Request =
Write out the listing beneath this instruction in its entirety, exactly as it reads.

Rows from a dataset
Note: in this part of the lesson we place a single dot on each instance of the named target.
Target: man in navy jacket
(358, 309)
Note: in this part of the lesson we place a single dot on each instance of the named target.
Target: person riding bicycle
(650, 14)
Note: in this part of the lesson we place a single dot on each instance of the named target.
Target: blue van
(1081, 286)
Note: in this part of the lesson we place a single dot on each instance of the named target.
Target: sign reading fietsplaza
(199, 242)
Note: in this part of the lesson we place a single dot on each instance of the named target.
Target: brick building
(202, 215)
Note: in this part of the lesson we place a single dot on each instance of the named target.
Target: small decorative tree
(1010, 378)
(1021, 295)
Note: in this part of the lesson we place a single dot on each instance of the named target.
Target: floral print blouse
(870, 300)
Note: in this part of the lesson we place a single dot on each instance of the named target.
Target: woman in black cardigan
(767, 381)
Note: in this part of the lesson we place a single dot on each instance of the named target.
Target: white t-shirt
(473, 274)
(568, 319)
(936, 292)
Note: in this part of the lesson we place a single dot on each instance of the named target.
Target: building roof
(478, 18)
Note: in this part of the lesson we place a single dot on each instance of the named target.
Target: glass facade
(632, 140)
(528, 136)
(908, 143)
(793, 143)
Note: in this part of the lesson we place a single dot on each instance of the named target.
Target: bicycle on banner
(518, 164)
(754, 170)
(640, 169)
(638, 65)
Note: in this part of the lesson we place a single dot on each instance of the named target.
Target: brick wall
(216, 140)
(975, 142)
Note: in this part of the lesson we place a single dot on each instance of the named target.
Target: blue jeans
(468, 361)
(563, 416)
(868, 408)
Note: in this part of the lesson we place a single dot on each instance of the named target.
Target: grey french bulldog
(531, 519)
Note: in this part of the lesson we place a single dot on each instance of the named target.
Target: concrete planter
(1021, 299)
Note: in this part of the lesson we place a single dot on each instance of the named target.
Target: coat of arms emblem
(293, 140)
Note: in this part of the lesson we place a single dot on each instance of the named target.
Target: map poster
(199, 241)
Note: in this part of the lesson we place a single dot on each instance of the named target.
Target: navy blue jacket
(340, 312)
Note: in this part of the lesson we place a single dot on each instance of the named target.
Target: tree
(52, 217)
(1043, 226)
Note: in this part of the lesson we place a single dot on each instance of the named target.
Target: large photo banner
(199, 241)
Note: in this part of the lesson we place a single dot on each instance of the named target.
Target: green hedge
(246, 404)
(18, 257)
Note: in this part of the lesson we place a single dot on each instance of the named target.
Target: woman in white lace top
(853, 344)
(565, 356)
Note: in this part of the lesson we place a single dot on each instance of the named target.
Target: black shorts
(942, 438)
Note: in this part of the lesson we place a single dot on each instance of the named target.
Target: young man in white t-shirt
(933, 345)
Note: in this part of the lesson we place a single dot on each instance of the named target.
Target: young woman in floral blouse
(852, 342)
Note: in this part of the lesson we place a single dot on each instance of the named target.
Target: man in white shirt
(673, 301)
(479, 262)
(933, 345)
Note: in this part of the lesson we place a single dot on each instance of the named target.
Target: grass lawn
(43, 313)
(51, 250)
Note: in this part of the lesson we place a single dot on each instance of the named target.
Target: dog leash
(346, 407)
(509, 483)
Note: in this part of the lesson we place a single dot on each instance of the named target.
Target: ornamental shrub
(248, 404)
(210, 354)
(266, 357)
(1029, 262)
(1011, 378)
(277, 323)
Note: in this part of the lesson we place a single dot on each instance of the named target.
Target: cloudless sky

Exercise answer =
Note: in this part of the lesson we place a single dot on each instance of the named target.
Target: man in navy jacket
(358, 309)
Note: in this part of the lesson we place a single dot on each instance of the named target.
Target: person riding bicycle
(650, 14)
Note: in this part of the lesson we place a single dot on each instance of the named target.
Target: blue van
(1081, 286)
Note: in this part of the lesson we place a single dot on each instance of the named target.
Target: sign reading fietsplaza
(199, 242)
Note: in this part of the lesson we place a single dot on each instance of the named target.
Target: brick building
(202, 215)
Note: in this part of the lesson we place a single dot on each instance of the named target.
Target: small decorative tree
(1010, 378)
(1021, 295)
Note: in this part of the lesson we place a single dot on each instance of the named target.
Target: floral print blouse
(870, 300)
Note: in this part of the lesson we place a single dot on each instance of the named target.
Target: woman in black cardigan
(767, 381)
Note: in this part of the lesson we place a single dot on each instance of the named target.
Target: white t-shirt
(473, 274)
(568, 319)
(936, 292)
Note: in this part of the lesson we place a single dot on each instance of the named target.
Target: building roof
(478, 18)
Note: in this part of the lesson we place a single dot on each instance of the named target.
Target: glass facade
(632, 140)
(528, 136)
(908, 143)
(793, 143)
Note: in this part of the lesson we place a single dot on each instance of the named target.
Target: bicycle on banner
(518, 164)
(754, 170)
(640, 169)
(638, 65)
Note: in this part of the lesson we place a single dot on each instance of the named target.
Target: brick wall
(216, 140)
(975, 142)
Note: in this part of the lesson we place a single dot on each instance of the named target.
Target: blue jeans
(468, 361)
(563, 416)
(868, 408)
Note: in this part of the lesson we place a single dot on each instance of the named target.
Target: grey french bulldog
(531, 519)
Note: in this part of the lesson we place a single dot on each instance of the named target.
Target: concrete planter
(1021, 299)
Note: in this part of the lesson we place a single dot on each instance of the named target.
Target: coat of arms emblem
(293, 140)
Note: in this part of the lesson we place a single dot on each instance of the named target.
Target: map poster
(199, 241)
Note: in this part of the lesson we place a single dot on each instance of the named target.
Target: navy blue jacket
(340, 312)
Note: in this part of the lesson we place a single dot on each instance of the named target.
Target: tree
(52, 217)
(1043, 226)
Note: in this part of the lesson we place a single dot on each instance of the named target.
Target: large photo banner
(199, 241)
Note: in this part of the lesson we place a single dot on each instance of the named target.
Target: green hedge
(246, 404)
(18, 257)
Note: in this part of the lesson we place a single dot on each instance of the named target.
Target: woman in white lace top
(853, 344)
(565, 356)
Note: in this part of the lesson we place a single dot on each instance of the named target.
Target: black shorts
(942, 438)
Note: in this part of the lesson we place a single dot on each instance of the named target.
Target: young man in white t-shirt
(933, 345)
Note: in this part of the lesson we place a single dot on each instance of the named target.
Target: young woman in floral blouse
(852, 342)
Note: in this part of the lesson we place a single dot on each instance of the named target.
Target: man in white shirt
(673, 301)
(479, 262)
(933, 345)
Note: in this part of the lesson we place a single dot on each instance of the named target.
Target: grass lawn
(43, 313)
(51, 250)
Note: in this part of the lesson we place a single dot on each instance of the named target.
Target: dog leash
(346, 407)
(509, 483)
Note: in this part of the lesson we place a single dot on each instance of the named target.
Target: ornamental shrub
(248, 404)
(210, 354)
(266, 357)
(1029, 262)
(1011, 378)
(277, 323)
Note: in this part of the lesson we place a single dot on each instance of the named target.
Target: cloudless sky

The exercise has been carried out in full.